_EXERCISE BRIEF:_
Please copy out the items word for word, beginning with the line that contains "on the cloud" and continuing through the last line of the items, and include nothing else.

_ENTRIES PROVIDED:_
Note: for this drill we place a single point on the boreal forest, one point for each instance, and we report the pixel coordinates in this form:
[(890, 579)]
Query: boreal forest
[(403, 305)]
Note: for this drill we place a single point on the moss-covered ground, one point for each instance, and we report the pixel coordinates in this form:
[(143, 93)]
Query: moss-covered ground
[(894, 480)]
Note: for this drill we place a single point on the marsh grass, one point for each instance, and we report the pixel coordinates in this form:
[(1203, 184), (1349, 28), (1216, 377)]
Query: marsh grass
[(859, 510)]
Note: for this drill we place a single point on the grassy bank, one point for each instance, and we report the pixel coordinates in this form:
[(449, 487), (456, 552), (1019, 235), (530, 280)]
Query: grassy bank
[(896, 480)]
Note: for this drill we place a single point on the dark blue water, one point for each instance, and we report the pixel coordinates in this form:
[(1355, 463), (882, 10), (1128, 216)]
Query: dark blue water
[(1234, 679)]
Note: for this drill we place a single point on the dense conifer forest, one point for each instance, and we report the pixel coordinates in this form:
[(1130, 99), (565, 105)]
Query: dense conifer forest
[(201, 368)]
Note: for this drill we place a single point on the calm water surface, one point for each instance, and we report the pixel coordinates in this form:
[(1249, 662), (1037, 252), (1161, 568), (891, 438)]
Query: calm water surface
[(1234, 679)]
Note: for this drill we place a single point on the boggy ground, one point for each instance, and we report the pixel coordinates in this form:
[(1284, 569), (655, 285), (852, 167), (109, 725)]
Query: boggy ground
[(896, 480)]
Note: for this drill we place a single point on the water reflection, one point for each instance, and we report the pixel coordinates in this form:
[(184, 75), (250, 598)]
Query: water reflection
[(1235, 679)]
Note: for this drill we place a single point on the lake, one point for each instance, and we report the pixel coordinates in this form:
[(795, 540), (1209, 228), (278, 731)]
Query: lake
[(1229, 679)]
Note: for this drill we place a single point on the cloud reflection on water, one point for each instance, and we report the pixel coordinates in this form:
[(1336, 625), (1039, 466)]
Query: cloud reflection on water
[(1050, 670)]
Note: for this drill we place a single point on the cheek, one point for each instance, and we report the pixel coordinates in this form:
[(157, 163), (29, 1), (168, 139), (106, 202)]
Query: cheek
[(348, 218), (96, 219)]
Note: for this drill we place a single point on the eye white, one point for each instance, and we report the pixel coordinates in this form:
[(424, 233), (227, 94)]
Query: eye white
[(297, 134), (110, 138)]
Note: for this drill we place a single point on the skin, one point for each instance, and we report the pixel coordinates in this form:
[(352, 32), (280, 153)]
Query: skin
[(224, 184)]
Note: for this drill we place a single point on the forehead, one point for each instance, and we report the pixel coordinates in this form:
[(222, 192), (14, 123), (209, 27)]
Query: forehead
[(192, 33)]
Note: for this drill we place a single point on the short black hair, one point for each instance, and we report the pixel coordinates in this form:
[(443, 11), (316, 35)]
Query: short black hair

_CORRECT RESULT:_
Note: for this drill we place a single point on the cloud reflection on water, one point for each instance, and we report the pixel coordinates in this form:
[(1336, 625), (1039, 466)]
Query: cloud reflection on water
[(1050, 670)]
Note: for this drill we place a single point on the cheek, one point for each instance, and we report the pixel coordinates in this form:
[(157, 163), (29, 1), (168, 139), (106, 202)]
Query: cheek
[(348, 218), (96, 219)]
Note: for this drill we place a single point on the eye white, one point for each instance, and we report the pixel coordinates in this form:
[(424, 233), (227, 94)]
Query: eye white
[(297, 134), (110, 138)]
Note: for this drill we place a single point on the skin, one point for each instance, and we report the pixel coordinates in this form:
[(352, 32), (280, 153)]
Query: skin
[(224, 184)]
Note: for this drill we place a single point on the forehead, one point for each instance, and we report the pixel coordinates in this form:
[(222, 192), (14, 123), (209, 27)]
Query: forehead
[(192, 33)]
Note: for this drill we place a single point on the short black hair, one point for each instance, and we report the pixel coordinates in this form:
[(443, 11), (316, 35)]
Query: short black hair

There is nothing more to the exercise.